**The input:**
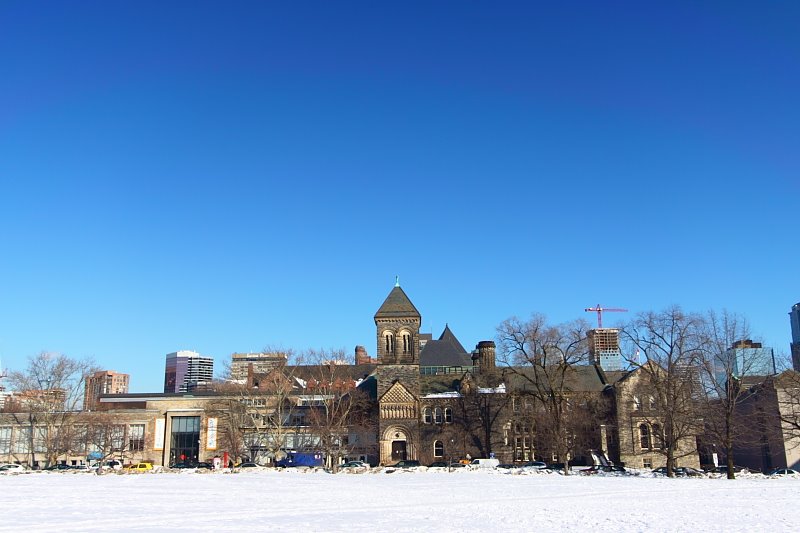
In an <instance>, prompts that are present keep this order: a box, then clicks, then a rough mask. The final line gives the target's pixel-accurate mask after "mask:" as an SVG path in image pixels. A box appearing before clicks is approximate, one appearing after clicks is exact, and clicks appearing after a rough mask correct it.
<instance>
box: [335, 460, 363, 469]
mask: <svg viewBox="0 0 800 533" xmlns="http://www.w3.org/2000/svg"><path fill="white" fill-rule="evenodd" d="M339 468H369V465H368V464H367V463H365V462H364V461H347V462H346V463H342V464H341V465H339Z"/></svg>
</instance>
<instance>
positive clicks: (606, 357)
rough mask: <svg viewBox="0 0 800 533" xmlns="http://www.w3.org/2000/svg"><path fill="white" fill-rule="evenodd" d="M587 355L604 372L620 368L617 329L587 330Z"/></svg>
mask: <svg viewBox="0 0 800 533" xmlns="http://www.w3.org/2000/svg"><path fill="white" fill-rule="evenodd" d="M588 333H589V357H590V359H591V362H592V363H593V364H595V365H599V366H600V368H602V369H603V370H604V371H606V372H613V371H617V370H622V352H621V351H620V349H619V329H617V328H597V329H590V330H589V332H588Z"/></svg>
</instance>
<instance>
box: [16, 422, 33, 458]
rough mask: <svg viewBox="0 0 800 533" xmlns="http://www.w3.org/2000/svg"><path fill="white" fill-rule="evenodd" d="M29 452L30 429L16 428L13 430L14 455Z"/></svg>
mask: <svg viewBox="0 0 800 533" xmlns="http://www.w3.org/2000/svg"><path fill="white" fill-rule="evenodd" d="M30 452H31V428H16V429H15V430H14V453H30Z"/></svg>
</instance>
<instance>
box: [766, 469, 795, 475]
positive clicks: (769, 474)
mask: <svg viewBox="0 0 800 533" xmlns="http://www.w3.org/2000/svg"><path fill="white" fill-rule="evenodd" d="M798 474H800V472H798V471H797V470H794V469H792V468H776V469H775V470H773V471H772V472H770V473H768V474H767V475H768V476H796V475H798Z"/></svg>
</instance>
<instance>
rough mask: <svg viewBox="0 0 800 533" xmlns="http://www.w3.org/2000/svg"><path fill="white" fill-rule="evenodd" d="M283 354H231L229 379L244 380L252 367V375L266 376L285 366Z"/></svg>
mask: <svg viewBox="0 0 800 533" xmlns="http://www.w3.org/2000/svg"><path fill="white" fill-rule="evenodd" d="M286 360H287V357H286V354H285V353H263V352H262V353H234V354H231V379H233V380H236V381H241V380H246V379H247V374H248V371H249V369H250V367H251V365H252V368H253V373H255V374H267V373H269V372H270V371H272V370H273V369H275V368H277V367H279V366H281V365H284V364H286Z"/></svg>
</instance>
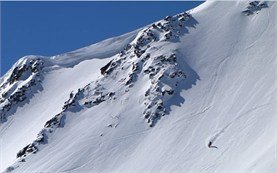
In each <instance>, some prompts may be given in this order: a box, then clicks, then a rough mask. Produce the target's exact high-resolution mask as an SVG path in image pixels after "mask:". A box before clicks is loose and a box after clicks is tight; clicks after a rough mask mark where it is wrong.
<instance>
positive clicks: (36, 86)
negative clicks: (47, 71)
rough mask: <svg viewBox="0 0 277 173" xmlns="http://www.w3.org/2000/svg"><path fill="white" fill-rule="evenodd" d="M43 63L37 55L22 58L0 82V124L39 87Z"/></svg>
mask: <svg viewBox="0 0 277 173" xmlns="http://www.w3.org/2000/svg"><path fill="white" fill-rule="evenodd" d="M43 64H44V62H43V60H42V59H41V58H38V57H33V58H25V59H22V60H21V61H20V62H19V63H18V64H17V65H16V66H15V67H14V68H13V69H12V71H11V73H10V74H9V75H8V76H7V77H6V78H5V79H4V80H3V81H2V82H1V83H0V124H1V123H3V122H5V121H6V118H7V117H8V116H9V115H11V114H12V113H14V112H15V111H16V109H17V107H18V106H22V105H24V104H25V103H26V102H28V100H29V99H30V98H31V97H32V95H33V94H34V93H35V92H36V91H37V90H39V89H40V85H39V83H40V82H41V81H42V79H43V77H42V75H41V74H40V72H41V70H42V68H43Z"/></svg>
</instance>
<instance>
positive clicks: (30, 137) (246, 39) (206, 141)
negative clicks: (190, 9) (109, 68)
mask: <svg viewBox="0 0 277 173" xmlns="http://www.w3.org/2000/svg"><path fill="white" fill-rule="evenodd" d="M247 4H248V2H246V1H240V2H227V1H225V2H211V1H207V2H205V3H203V4H202V5H200V6H199V7H197V8H195V9H192V10H190V14H191V16H192V17H193V19H194V21H193V22H194V24H193V25H189V26H188V27H186V29H187V30H186V31H185V33H184V34H182V35H180V37H179V40H177V41H176V40H175V41H171V42H166V41H163V40H160V41H158V42H156V43H153V44H151V46H153V47H155V48H157V49H154V48H153V50H152V49H150V50H149V52H150V53H151V56H159V55H163V54H167V53H168V52H175V53H177V54H178V55H179V57H178V58H181V60H179V61H178V63H179V66H180V68H181V69H184V71H185V72H186V73H187V75H188V76H189V77H187V78H186V79H184V81H183V83H182V84H181V85H180V86H178V87H177V88H176V90H177V91H179V92H176V93H174V95H173V96H172V97H171V98H168V101H167V105H169V106H170V109H169V113H168V114H166V115H165V116H163V117H161V119H159V120H158V121H157V123H156V125H155V126H154V127H149V126H148V124H147V123H146V122H145V119H144V118H143V110H144V105H143V104H142V103H143V98H144V92H145V91H146V90H147V88H149V86H150V82H148V80H147V78H146V75H143V73H141V74H140V75H139V76H138V77H137V80H136V81H135V82H134V86H133V87H131V88H129V89H128V90H129V91H128V92H123V91H124V90H125V88H123V86H122V85H121V84H119V82H116V81H118V80H117V79H120V78H121V77H125V76H124V75H126V74H124V72H125V71H123V72H118V73H117V76H114V78H113V79H112V78H109V79H107V80H105V79H103V80H102V76H103V75H101V74H100V68H101V67H103V66H104V65H106V64H107V63H108V62H109V61H110V60H112V59H114V58H117V57H118V52H119V51H121V50H122V49H123V48H124V47H125V46H126V45H127V44H132V43H133V42H135V41H136V39H137V38H138V37H139V36H140V34H141V32H142V31H143V29H144V28H142V29H139V30H137V31H134V32H130V33H128V34H125V35H123V36H120V37H115V38H111V39H108V40H105V41H103V42H100V43H97V44H94V45H91V46H88V47H85V48H82V49H79V50H76V51H73V52H70V53H66V54H62V55H58V56H54V57H43V58H42V59H43V60H44V61H45V68H44V70H43V74H42V75H43V77H44V79H43V80H42V81H41V86H42V88H43V89H42V90H40V91H38V92H36V93H35V94H34V96H33V97H31V98H30V101H29V102H28V103H26V104H24V105H23V106H21V107H18V108H17V110H16V112H15V113H13V114H12V115H10V116H8V117H7V121H6V122H4V123H2V124H0V136H1V171H4V170H5V169H6V168H7V167H9V166H13V167H14V168H15V169H14V170H13V171H12V172H20V173H21V172H26V173H31V172H68V173H69V172H70V173H80V172H97V173H98V172H105V173H106V172H116V173H117V172H118V173H125V172H126V173H129V172H130V173H131V172H132V173H136V172H137V173H139V172H149V173H152V172H164V173H168V172H171V173H174V172H177V173H179V172H180V173H181V172H182V173H183V172H187V173H189V172H191V173H195V172H220V173H221V172H223V173H225V172H226V173H227V172H228V173H229V172H253V173H261V172H270V173H275V172H276V171H277V164H276V158H277V154H276V153H277V134H276V130H277V112H276V107H277V97H276V77H277V75H276V67H277V63H276V55H277V49H276V38H277V37H276V31H277V25H276V21H277V18H276V17H277V3H276V2H273V1H270V2H268V8H263V9H262V10H260V11H258V12H255V13H254V14H253V15H249V16H247V15H244V14H243V13H242V11H243V10H244V9H245V8H246V7H247ZM149 26H150V25H149ZM147 27H148V26H147ZM161 39H162V38H161ZM25 58H28V57H25ZM21 61H22V60H21ZM15 66H16V64H15ZM15 66H14V67H15ZM14 67H13V68H14ZM10 73H11V71H9V72H8V73H7V74H6V75H4V76H3V77H2V78H1V80H0V82H1V83H2V82H3V81H5V80H6V78H8V76H9V74H10ZM99 80H102V82H103V85H104V86H105V88H108V89H111V90H113V91H116V92H118V93H119V94H117V95H116V97H117V98H116V99H110V100H106V101H104V102H102V103H100V104H99V105H96V106H93V107H89V108H87V107H85V108H83V109H81V110H80V111H72V112H70V111H68V112H66V118H65V120H64V126H63V127H60V128H57V129H56V130H54V132H53V133H51V135H50V136H49V139H48V141H47V143H46V144H43V145H40V147H39V150H38V152H36V153H35V154H30V155H28V156H27V157H26V159H25V162H19V160H20V159H16V154H17V153H18V152H19V150H21V149H22V148H24V147H25V146H26V145H28V144H30V143H32V142H33V141H34V140H35V139H36V137H37V134H38V133H39V132H40V130H41V129H43V127H44V124H45V123H46V122H47V121H48V120H50V119H51V118H52V117H54V116H55V115H56V114H58V113H60V112H61V111H62V107H63V105H64V102H65V101H66V100H68V98H69V94H70V93H71V92H72V91H75V92H76V91H77V90H78V89H79V88H83V87H84V86H86V85H87V84H89V83H94V82H95V81H99ZM168 87H169V86H165V88H168ZM209 141H211V142H212V145H213V146H216V147H217V148H209V147H208V143H209Z"/></svg>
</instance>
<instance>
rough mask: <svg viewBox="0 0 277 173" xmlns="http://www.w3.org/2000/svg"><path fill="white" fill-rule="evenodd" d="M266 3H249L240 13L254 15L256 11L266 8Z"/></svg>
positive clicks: (252, 2)
mask: <svg viewBox="0 0 277 173" xmlns="http://www.w3.org/2000/svg"><path fill="white" fill-rule="evenodd" d="M267 7H268V5H267V2H265V1H251V2H249V4H248V6H247V7H246V9H245V10H244V11H242V13H244V14H245V15H247V16H249V15H253V14H254V13H257V12H258V11H260V10H262V9H263V8H267Z"/></svg>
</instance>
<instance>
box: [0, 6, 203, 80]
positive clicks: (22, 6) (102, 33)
mask: <svg viewBox="0 0 277 173" xmlns="http://www.w3.org/2000/svg"><path fill="white" fill-rule="evenodd" d="M201 3H202V2H199V1H196V2H195V1H194V2H193V1H192V2H1V76H2V75H3V74H4V73H6V72H7V71H8V69H10V68H11V66H12V65H13V64H14V63H15V62H16V61H17V60H18V59H19V58H20V57H22V56H25V55H31V54H32V55H45V56H51V55H56V54H60V53H64V52H68V51H72V50H75V49H78V48H81V47H84V46H88V45H90V44H93V43H96V42H98V41H101V40H103V39H106V38H110V37H114V36H118V35H121V34H124V33H126V32H130V31H133V30H135V29H137V28H140V27H142V26H145V25H147V24H149V23H151V22H155V21H157V20H159V19H162V18H163V17H165V16H167V15H174V14H177V13H180V12H182V11H186V10H188V9H191V8H193V7H195V6H198V5H199V4H201Z"/></svg>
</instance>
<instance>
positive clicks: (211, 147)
mask: <svg viewBox="0 0 277 173" xmlns="http://www.w3.org/2000/svg"><path fill="white" fill-rule="evenodd" d="M212 144H213V143H212V141H209V144H208V147H209V148H217V146H213V145H212Z"/></svg>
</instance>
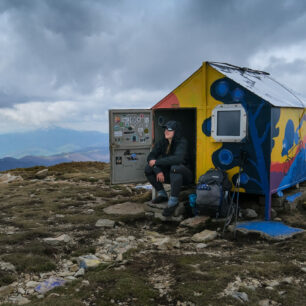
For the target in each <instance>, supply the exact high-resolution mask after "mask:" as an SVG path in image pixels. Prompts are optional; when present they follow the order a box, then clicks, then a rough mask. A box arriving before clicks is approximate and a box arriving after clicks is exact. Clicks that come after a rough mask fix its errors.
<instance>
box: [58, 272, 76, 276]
mask: <svg viewBox="0 0 306 306" xmlns="http://www.w3.org/2000/svg"><path fill="white" fill-rule="evenodd" d="M74 273H75V272H72V271H64V272H61V273H58V274H57V276H60V277H66V276H70V275H73V274H74Z"/></svg>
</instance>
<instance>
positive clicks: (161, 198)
mask: <svg viewBox="0 0 306 306" xmlns="http://www.w3.org/2000/svg"><path fill="white" fill-rule="evenodd" d="M167 201H168V197H166V196H164V195H158V196H157V197H156V198H155V199H154V200H152V203H153V204H159V203H163V202H167Z"/></svg>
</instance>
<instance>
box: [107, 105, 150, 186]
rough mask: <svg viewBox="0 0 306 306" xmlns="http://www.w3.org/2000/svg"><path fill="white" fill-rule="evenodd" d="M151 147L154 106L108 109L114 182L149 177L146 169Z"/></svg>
mask: <svg viewBox="0 0 306 306" xmlns="http://www.w3.org/2000/svg"><path fill="white" fill-rule="evenodd" d="M151 147H152V111H151V110H148V109H138V110H136V109H124V110H122V109H117V110H109V148H110V161H111V183H112V184H121V183H138V182H144V181H146V177H145V175H144V169H145V166H146V159H147V156H148V154H149V152H150V150H151Z"/></svg>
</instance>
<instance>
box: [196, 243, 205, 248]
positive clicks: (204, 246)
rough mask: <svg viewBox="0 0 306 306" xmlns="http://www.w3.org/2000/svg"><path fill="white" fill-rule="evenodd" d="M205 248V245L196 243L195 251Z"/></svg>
mask: <svg viewBox="0 0 306 306" xmlns="http://www.w3.org/2000/svg"><path fill="white" fill-rule="evenodd" d="M206 247H207V244H206V243H198V244H197V245H196V248H197V249H204V248H206Z"/></svg>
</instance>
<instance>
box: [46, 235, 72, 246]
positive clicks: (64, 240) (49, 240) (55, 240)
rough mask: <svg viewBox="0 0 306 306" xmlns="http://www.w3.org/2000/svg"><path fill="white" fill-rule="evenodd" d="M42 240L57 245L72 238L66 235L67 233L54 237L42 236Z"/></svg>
mask: <svg viewBox="0 0 306 306" xmlns="http://www.w3.org/2000/svg"><path fill="white" fill-rule="evenodd" d="M43 241H44V242H46V243H48V244H51V245H58V244H60V243H68V242H71V241H72V238H71V237H70V236H69V235H67V234H63V235H61V236H59V237H56V238H51V237H50V238H43Z"/></svg>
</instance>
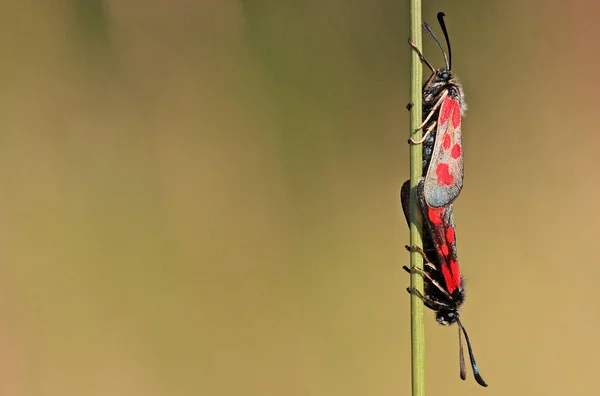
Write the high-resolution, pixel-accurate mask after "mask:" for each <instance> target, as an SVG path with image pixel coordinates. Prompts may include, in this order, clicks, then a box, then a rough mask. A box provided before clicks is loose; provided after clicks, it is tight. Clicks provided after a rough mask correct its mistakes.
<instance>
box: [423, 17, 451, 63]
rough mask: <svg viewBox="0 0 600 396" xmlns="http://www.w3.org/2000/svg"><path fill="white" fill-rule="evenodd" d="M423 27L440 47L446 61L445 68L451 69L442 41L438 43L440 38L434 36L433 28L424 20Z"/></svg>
mask: <svg viewBox="0 0 600 396" xmlns="http://www.w3.org/2000/svg"><path fill="white" fill-rule="evenodd" d="M438 15H439V14H438ZM423 29H425V31H426V32H427V33H429V35H430V36H431V37H432V38H433V40H434V41H435V42H436V43H437V45H438V47H440V49H441V50H442V54H443V55H444V61H445V62H446V69H448V70H451V69H450V62H449V61H448V55H446V51H444V47H442V43H440V40H438V39H437V37H435V34H434V33H433V30H431V27H430V26H429V25H428V24H426V23H425V22H423Z"/></svg>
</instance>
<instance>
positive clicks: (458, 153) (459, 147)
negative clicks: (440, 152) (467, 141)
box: [450, 144, 460, 159]
mask: <svg viewBox="0 0 600 396" xmlns="http://www.w3.org/2000/svg"><path fill="white" fill-rule="evenodd" d="M450 155H451V156H452V158H454V159H457V158H458V157H460V144H455V145H454V147H452V152H451V153H450Z"/></svg>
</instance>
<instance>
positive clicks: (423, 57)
mask: <svg viewBox="0 0 600 396" xmlns="http://www.w3.org/2000/svg"><path fill="white" fill-rule="evenodd" d="M408 45H410V46H411V47H412V49H413V50H414V51H415V52H416V53H417V54H418V55H419V58H421V62H423V63H425V64H426V65H427V67H428V68H429V69H430V70H431V77H429V78H428V79H427V83H426V84H425V85H429V82H430V81H431V79H433V76H435V67H433V65H432V64H431V63H429V61H428V60H427V59H426V58H425V55H423V53H422V52H421V50H419V48H417V46H416V45H415V43H413V42H412V41H410V39H408Z"/></svg>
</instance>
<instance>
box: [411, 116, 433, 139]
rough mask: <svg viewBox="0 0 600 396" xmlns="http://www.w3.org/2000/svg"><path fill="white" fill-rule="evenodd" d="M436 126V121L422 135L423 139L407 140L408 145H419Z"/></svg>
mask: <svg viewBox="0 0 600 396" xmlns="http://www.w3.org/2000/svg"><path fill="white" fill-rule="evenodd" d="M436 126H437V121H434V123H433V124H431V126H430V127H429V128H427V131H425V135H423V137H422V138H421V139H420V140H415V139H413V138H408V143H412V144H421V143H423V142H424V141H425V139H427V137H429V135H430V134H431V132H432V131H433V130H434V129H435V127H436Z"/></svg>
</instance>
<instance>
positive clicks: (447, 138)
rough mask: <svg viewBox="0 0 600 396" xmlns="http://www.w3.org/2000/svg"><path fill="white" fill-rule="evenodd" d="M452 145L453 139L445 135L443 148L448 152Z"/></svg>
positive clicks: (446, 135)
mask: <svg viewBox="0 0 600 396" xmlns="http://www.w3.org/2000/svg"><path fill="white" fill-rule="evenodd" d="M451 144H452V138H451V137H450V135H449V134H447V133H444V138H443V139H442V147H443V148H444V150H448V149H449V148H450V145H451Z"/></svg>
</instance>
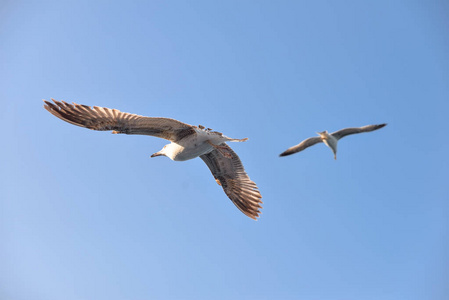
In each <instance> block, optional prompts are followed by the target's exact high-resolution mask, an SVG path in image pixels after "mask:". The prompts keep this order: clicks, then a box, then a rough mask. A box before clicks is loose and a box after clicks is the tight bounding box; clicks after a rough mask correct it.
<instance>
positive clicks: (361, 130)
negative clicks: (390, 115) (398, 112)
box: [331, 124, 387, 140]
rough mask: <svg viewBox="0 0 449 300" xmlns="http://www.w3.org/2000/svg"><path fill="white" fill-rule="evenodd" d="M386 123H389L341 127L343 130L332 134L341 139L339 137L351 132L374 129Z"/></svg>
mask: <svg viewBox="0 0 449 300" xmlns="http://www.w3.org/2000/svg"><path fill="white" fill-rule="evenodd" d="M385 125H387V124H379V125H366V126H363V127H354V128H344V129H341V130H338V131H335V132H333V133H331V135H332V136H333V137H335V138H336V139H337V140H339V139H341V138H343V137H345V136H347V135H350V134H356V133H362V132H370V131H374V130H377V129H380V128H382V127H384V126H385Z"/></svg>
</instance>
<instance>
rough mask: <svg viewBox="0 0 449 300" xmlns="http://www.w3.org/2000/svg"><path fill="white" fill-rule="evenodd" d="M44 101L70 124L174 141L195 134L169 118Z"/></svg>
mask: <svg viewBox="0 0 449 300" xmlns="http://www.w3.org/2000/svg"><path fill="white" fill-rule="evenodd" d="M52 100H53V102H54V103H51V102H50V101H45V100H44V102H45V105H44V108H45V109H46V110H48V111H49V112H50V113H51V114H52V115H54V116H56V117H58V118H60V119H61V120H64V121H66V122H68V123H70V124H73V125H77V126H81V127H85V128H89V129H93V130H101V131H105V130H114V133H125V134H143V135H151V136H156V137H160V138H163V139H166V140H169V141H172V142H176V141H179V140H181V139H182V138H184V137H185V136H187V135H189V134H192V133H195V130H194V129H193V127H192V126H191V125H189V124H185V123H182V122H179V121H177V120H174V119H169V118H153V117H143V116H139V115H134V114H130V113H124V112H121V111H119V110H117V109H110V108H106V107H98V106H94V107H93V108H92V107H90V106H87V105H80V104H76V103H73V104H69V103H66V102H64V101H56V100H54V99H52Z"/></svg>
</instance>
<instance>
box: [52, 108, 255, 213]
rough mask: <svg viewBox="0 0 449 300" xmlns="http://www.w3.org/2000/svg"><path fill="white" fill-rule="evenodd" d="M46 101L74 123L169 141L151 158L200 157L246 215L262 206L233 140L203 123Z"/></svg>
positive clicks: (75, 123)
mask: <svg viewBox="0 0 449 300" xmlns="http://www.w3.org/2000/svg"><path fill="white" fill-rule="evenodd" d="M52 100H53V102H54V103H52V102H50V101H46V100H44V102H45V105H44V108H45V109H46V110H48V111H49V112H50V113H51V114H53V115H54V116H56V117H58V118H60V119H61V120H64V121H66V122H68V123H71V124H73V125H77V126H81V127H85V128H89V129H93V130H100V131H108V130H113V131H112V133H115V134H119V133H124V134H140V135H151V136H155V137H160V138H163V139H166V140H169V141H170V142H171V143H170V144H167V145H165V146H164V147H163V148H162V150H160V151H159V152H156V153H154V154H153V155H151V157H156V156H167V157H168V158H170V159H171V160H174V161H184V160H189V159H193V158H195V157H200V158H201V159H202V160H203V161H204V162H205V163H206V165H207V166H208V167H209V169H210V171H211V172H212V175H213V176H214V178H215V181H216V182H217V183H218V184H219V185H221V187H222V188H223V190H224V192H225V193H226V195H227V196H228V197H229V199H231V201H232V202H233V203H234V204H235V206H237V208H238V209H240V211H241V212H243V213H244V214H245V215H247V216H248V217H250V218H252V219H254V220H256V219H257V217H259V214H260V211H259V209H261V208H262V206H261V205H260V204H261V203H262V201H261V199H262V195H261V194H260V192H259V190H258V187H257V185H256V184H255V183H254V182H253V181H251V179H250V178H249V176H248V174H247V173H246V172H245V169H244V168H243V165H242V162H241V161H240V158H239V157H238V156H237V154H236V153H235V152H234V151H233V150H232V149H231V147H229V146H228V145H227V144H226V142H244V141H246V140H247V139H248V138H245V139H232V138H229V137H227V136H225V135H223V134H222V133H220V132H217V131H212V130H211V129H210V128H207V129H205V127H204V126H201V125H200V126H198V127H197V126H192V125H189V124H185V123H182V122H180V121H177V120H174V119H169V118H153V117H144V116H139V115H135V114H129V113H124V112H121V111H119V110H116V109H109V108H105V107H97V106H94V107H93V108H92V107H90V106H87V105H80V104H76V103H73V104H69V103H66V102H64V101H56V100H54V99H52Z"/></svg>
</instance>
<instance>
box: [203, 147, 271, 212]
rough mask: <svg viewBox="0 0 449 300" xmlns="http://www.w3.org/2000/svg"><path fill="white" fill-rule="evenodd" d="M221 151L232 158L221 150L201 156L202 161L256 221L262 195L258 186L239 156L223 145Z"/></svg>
mask: <svg viewBox="0 0 449 300" xmlns="http://www.w3.org/2000/svg"><path fill="white" fill-rule="evenodd" d="M220 147H222V148H221V149H220V150H221V151H226V152H227V154H229V155H230V156H231V157H227V156H225V155H224V154H223V153H222V152H221V151H220V150H217V149H214V150H213V151H212V152H209V153H207V154H203V155H201V156H200V157H201V159H202V160H203V161H204V162H205V163H206V165H207V166H208V167H209V169H210V171H211V172H212V175H214V178H215V180H216V181H217V183H218V184H219V185H221V187H222V188H223V190H224V192H225V193H226V195H228V197H229V199H231V201H232V202H233V203H234V204H235V206H237V208H238V209H240V211H241V212H243V213H244V214H245V215H247V216H248V217H250V218H251V219H254V220H256V218H257V217H258V216H259V214H260V211H259V209H260V208H262V206H260V204H261V203H262V201H261V200H260V199H261V198H262V195H261V194H260V192H259V190H258V188H257V185H256V184H255V183H254V182H253V181H251V179H250V178H249V176H248V174H246V172H245V169H244V168H243V165H242V162H241V161H240V158H239V157H238V156H237V154H236V153H235V152H234V151H233V150H232V149H231V147H229V146H228V145H226V144H221V145H220Z"/></svg>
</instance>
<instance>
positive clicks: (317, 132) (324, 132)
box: [317, 130, 329, 138]
mask: <svg viewBox="0 0 449 300" xmlns="http://www.w3.org/2000/svg"><path fill="white" fill-rule="evenodd" d="M317 134H318V135H319V136H320V137H322V138H325V137H327V136H328V135H329V134H328V133H327V130H325V131H321V132H317Z"/></svg>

**Task description:** Taking the entries above, write out exactly each line from the one holding "box: [450, 144, 460, 159]" to the one holding "145L453 139L445 135L443", both included, and stop there.

**Written response:**
box: [450, 144, 460, 159]
mask: <svg viewBox="0 0 600 396" xmlns="http://www.w3.org/2000/svg"><path fill="white" fill-rule="evenodd" d="M450 155H451V156H452V158H454V159H457V158H458V157H460V144H455V145H454V147H452V152H451V153H450Z"/></svg>
</instance>
<instance>
positive clicks: (423, 57)
mask: <svg viewBox="0 0 600 396" xmlns="http://www.w3.org/2000/svg"><path fill="white" fill-rule="evenodd" d="M408 45H410V46H411V47H412V49H413V50H414V51H415V52H416V53H417V54H418V55H419V58H421V62H423V63H425V64H426V65H427V67H428V68H429V69H430V70H431V77H429V78H428V79H427V83H426V84H425V85H429V82H430V81H431V79H433V76H435V67H433V65H432V64H431V63H429V61H428V60H427V59H426V58H425V55H423V53H422V52H421V50H419V48H417V46H416V45H415V43H413V42H412V41H410V39H408Z"/></svg>
</instance>
<instance>
box: [411, 116, 433, 139]
rough mask: <svg viewBox="0 0 600 396" xmlns="http://www.w3.org/2000/svg"><path fill="white" fill-rule="evenodd" d="M436 126V121L422 135L423 139L407 140L408 145H419Z"/></svg>
mask: <svg viewBox="0 0 600 396" xmlns="http://www.w3.org/2000/svg"><path fill="white" fill-rule="evenodd" d="M436 126H437V121H434V123H433V124H431V126H430V127H429V128H427V131H425V135H423V137H422V138H421V139H420V140H415V139H413V138H408V143H412V144H421V143H423V142H424V141H425V139H427V137H429V135H430V134H431V132H432V131H433V130H434V129H435V127H436Z"/></svg>
</instance>
<instance>
positive clicks: (447, 138)
rough mask: <svg viewBox="0 0 600 396" xmlns="http://www.w3.org/2000/svg"><path fill="white" fill-rule="evenodd" d="M452 145L453 139L445 135L443 148L448 152Z"/></svg>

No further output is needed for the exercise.